§ TASK TO COMPLETE
Continue the passage on bench grafting and budding nursery trees, starting after its last sentence.

§ READING PASSAGE

The main reason I stress bench grafting is the variety of options that are left open to you as a grower to increase your chances of success. If caliper of stock and scion are well matched and you have 8 to 10 mm stock, a three bud scion starts with lots of reserves, and if the bench graft fails you can chip bud the rootstock in May or early June, or leave it for summer budding. As the bench graft grows, disbud below 20 inches but leave the leaves on to improve caliper. If the bench graft grows well and pushes side branches, remove the side branches but leave the leaves and allow side branches to stay above 20 inches. Usually they will not branch well enough to be decently feathered trees, and the best route is to make them into cut trees the next spring by cutting them off at 18 to 22 inches. Do not cut poor caliper trees too high; they will not push adequately. The beauty of the bench graft route is that you have several choices of buds and even after cutting, you can cut again if, for example, the second bud that breaks appears stronger than the top bud. Therefore this is a better option than bench grafting with an interstem variety and budding at 20" in the summer, as you only have one bud to work with. The same goes for summer budded stock although you can do spring chip budding to cover failures.

§ GIVEN DATA
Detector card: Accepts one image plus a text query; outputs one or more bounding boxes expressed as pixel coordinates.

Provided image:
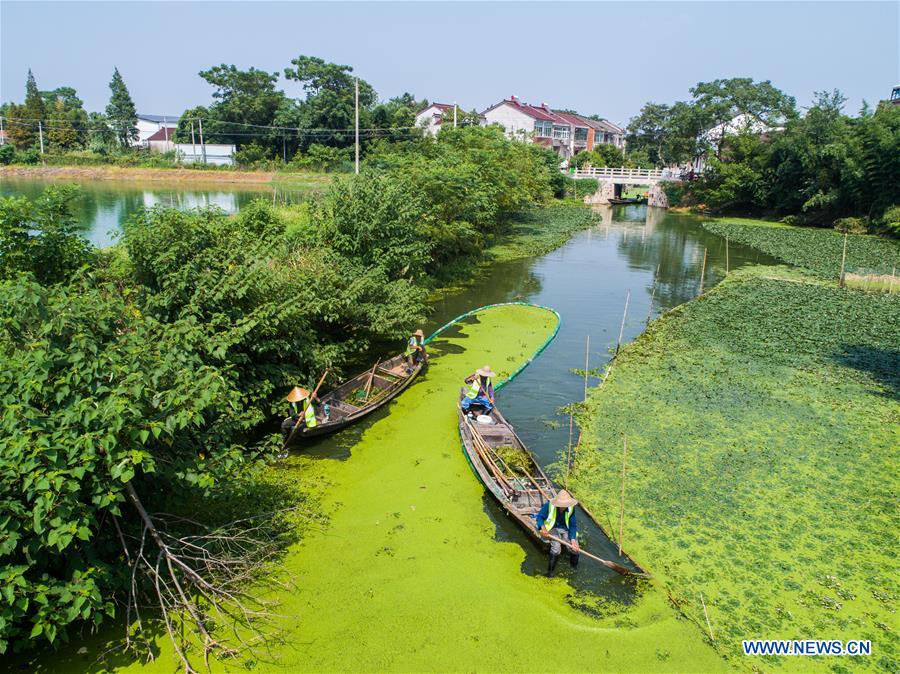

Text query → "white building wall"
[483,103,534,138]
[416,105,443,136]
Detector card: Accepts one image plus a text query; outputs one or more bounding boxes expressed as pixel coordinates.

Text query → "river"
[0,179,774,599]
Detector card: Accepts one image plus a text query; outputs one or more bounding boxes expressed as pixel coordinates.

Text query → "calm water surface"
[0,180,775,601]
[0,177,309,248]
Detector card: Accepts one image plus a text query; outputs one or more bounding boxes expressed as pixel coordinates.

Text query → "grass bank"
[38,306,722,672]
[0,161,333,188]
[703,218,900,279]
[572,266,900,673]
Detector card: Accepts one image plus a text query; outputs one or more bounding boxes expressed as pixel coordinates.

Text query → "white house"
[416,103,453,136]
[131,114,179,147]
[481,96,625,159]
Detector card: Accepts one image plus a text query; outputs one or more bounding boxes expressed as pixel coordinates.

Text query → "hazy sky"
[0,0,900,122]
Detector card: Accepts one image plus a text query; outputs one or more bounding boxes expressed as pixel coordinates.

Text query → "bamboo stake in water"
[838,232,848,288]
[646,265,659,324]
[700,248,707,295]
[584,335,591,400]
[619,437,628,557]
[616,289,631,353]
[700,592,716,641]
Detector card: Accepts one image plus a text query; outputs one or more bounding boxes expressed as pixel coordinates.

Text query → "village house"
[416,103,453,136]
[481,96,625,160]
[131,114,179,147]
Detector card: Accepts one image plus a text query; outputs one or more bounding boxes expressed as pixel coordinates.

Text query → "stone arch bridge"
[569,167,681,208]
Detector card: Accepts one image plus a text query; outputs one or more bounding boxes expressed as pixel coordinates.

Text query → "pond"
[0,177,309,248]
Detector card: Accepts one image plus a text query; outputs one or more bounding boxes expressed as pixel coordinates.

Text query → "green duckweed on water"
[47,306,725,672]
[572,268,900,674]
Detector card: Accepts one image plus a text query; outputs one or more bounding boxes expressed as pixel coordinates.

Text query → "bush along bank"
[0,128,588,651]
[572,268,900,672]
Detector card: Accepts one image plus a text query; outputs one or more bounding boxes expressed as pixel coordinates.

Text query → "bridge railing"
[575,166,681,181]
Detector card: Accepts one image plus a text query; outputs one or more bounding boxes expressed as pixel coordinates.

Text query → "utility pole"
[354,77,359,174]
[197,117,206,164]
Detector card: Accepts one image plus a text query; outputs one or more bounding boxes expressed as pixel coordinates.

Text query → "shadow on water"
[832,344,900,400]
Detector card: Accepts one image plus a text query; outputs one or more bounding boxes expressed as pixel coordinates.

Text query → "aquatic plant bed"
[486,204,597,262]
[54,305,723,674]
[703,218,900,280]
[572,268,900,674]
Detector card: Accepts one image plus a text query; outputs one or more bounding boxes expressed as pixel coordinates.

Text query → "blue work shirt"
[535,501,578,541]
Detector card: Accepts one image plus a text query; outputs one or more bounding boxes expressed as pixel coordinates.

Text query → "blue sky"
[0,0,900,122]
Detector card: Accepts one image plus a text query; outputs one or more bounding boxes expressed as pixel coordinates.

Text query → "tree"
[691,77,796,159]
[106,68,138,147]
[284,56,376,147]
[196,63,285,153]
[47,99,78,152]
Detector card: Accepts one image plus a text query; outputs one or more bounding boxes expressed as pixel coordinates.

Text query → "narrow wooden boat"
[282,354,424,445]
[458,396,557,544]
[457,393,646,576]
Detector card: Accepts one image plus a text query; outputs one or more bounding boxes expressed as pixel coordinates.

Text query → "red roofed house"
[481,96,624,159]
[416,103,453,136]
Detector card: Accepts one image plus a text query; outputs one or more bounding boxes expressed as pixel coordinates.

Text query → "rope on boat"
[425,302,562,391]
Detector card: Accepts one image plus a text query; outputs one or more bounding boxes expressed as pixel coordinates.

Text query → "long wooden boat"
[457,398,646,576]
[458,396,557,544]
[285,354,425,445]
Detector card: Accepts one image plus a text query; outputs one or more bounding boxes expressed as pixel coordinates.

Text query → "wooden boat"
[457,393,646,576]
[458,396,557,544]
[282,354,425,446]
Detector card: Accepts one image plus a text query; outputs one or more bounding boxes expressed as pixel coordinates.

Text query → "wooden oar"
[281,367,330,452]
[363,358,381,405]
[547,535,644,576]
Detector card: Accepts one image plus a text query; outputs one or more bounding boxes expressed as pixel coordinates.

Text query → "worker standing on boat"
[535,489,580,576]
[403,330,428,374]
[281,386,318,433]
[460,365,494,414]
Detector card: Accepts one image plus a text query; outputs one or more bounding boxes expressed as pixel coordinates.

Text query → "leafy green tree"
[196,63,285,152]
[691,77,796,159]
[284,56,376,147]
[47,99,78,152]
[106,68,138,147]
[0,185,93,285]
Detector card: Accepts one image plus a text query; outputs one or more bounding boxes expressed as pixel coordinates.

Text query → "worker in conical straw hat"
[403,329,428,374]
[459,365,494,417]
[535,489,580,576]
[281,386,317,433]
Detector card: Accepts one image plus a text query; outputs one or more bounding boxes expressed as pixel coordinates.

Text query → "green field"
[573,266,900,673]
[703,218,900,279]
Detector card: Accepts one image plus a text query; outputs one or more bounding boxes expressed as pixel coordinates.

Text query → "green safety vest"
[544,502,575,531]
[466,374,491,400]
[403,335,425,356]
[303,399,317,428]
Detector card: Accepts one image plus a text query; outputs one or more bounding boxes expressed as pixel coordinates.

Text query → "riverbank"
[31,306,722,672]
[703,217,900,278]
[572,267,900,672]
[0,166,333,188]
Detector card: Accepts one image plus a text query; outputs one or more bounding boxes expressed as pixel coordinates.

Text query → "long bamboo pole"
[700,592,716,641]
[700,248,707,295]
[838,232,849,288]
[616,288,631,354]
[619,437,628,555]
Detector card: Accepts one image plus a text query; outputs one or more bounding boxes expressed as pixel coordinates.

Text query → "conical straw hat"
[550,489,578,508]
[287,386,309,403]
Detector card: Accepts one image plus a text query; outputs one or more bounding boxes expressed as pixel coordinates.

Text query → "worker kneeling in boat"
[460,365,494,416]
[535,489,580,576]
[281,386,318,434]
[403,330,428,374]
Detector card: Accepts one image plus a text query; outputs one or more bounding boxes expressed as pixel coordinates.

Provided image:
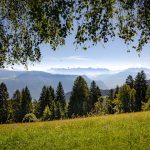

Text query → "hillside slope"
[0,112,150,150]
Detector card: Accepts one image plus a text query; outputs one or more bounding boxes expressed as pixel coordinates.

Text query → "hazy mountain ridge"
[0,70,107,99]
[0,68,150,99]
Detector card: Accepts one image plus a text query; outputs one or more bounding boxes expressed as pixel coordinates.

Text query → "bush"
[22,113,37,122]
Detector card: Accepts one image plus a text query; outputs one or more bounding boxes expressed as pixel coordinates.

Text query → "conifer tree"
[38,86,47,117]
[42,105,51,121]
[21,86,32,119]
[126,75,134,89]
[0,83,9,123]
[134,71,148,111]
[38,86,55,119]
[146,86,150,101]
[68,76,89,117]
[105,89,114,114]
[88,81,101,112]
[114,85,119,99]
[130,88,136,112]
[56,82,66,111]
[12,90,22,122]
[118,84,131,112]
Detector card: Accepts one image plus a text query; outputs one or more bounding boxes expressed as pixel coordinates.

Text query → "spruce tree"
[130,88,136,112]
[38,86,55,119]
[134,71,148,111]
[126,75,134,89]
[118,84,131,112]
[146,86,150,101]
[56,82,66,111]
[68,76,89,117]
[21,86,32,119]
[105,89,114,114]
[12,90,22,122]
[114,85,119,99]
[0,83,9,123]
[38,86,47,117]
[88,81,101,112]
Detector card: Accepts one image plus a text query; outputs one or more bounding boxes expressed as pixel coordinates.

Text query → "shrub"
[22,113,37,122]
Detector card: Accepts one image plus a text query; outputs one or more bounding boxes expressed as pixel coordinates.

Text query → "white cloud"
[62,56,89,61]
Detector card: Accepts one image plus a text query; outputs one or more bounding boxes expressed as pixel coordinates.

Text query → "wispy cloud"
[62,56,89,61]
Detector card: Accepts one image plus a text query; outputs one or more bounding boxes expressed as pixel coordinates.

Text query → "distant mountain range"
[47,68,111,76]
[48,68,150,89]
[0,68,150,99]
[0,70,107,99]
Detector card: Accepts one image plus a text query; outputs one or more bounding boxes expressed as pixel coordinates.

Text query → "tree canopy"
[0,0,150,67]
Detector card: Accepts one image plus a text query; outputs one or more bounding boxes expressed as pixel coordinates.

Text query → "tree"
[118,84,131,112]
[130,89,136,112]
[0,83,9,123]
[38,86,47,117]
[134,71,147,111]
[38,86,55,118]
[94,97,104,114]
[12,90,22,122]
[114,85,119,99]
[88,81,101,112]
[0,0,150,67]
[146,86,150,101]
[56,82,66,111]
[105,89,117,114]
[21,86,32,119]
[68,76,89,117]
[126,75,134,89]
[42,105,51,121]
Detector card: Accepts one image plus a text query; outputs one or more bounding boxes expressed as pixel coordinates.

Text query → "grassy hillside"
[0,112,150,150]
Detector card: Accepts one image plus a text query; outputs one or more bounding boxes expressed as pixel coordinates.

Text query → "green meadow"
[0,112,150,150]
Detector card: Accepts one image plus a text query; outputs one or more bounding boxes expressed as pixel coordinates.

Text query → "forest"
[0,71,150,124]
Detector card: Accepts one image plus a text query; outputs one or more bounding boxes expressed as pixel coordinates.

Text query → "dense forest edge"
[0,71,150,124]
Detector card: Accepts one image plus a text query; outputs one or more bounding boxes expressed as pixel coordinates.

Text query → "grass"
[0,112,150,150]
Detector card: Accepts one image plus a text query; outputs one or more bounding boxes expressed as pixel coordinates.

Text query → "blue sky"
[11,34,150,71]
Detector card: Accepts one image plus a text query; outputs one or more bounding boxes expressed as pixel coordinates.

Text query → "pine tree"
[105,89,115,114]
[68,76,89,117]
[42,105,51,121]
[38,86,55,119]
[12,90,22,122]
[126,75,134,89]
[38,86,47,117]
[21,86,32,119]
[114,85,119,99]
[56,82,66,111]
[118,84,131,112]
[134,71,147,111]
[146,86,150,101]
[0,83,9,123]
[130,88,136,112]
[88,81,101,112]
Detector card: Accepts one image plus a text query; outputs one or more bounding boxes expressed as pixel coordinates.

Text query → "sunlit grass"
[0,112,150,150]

§ TASK ANSWER
Although the situation is improving, there has been a shortage of scion wood for bench grafting. A two or three bud scion consumes available wood quickly.

Another plus for bench grafting is the fact that you avoid cutting back the rootstock as you have to for summer budded, dormant or spring chip budded stock. There appears to be less difficulty with the "dieback problem" many nurserymen have experienced on summer budded Malling 9 roots.

Bench grafting also gives you the chance of producing a fully feathered tree in one season with excellent growing and management conditions, but the main objective should be to produce a good whip that will be headed the next spring at between 18 and 22 inches in order to push one bud strongly that will produce a well feathered tree in the second season in the nursery.

It is conceivable that there will not be adequate virus free scion wood of some varieties. Although spring chip budding is possible, the bud will start to push late and the growth will not be comparable to bench grafting. This is due to healing time required and the lack of reserves in the bud as opposed to the reserves in the scion of bench grafted material that has healed prior to planting. The best bet for success if adequate scion wood is not available for bench grafting in early spring is to wait and summer bud. I would like to qualify summer budding. I prefer mid to late August chip budding (T budding can be used if the bark is slipping well) because budwood is more mature and there is time for healing. Budding in early August allows time for the placed bud to actually grow and it may be subject to winter damage. In the case of summer budding, the rootstock is stronger and has a good complement of roots to be able to push the single bud the next season, compared to spring chip budding on relatively newly planted rootstock where significant root volume has yet to develop.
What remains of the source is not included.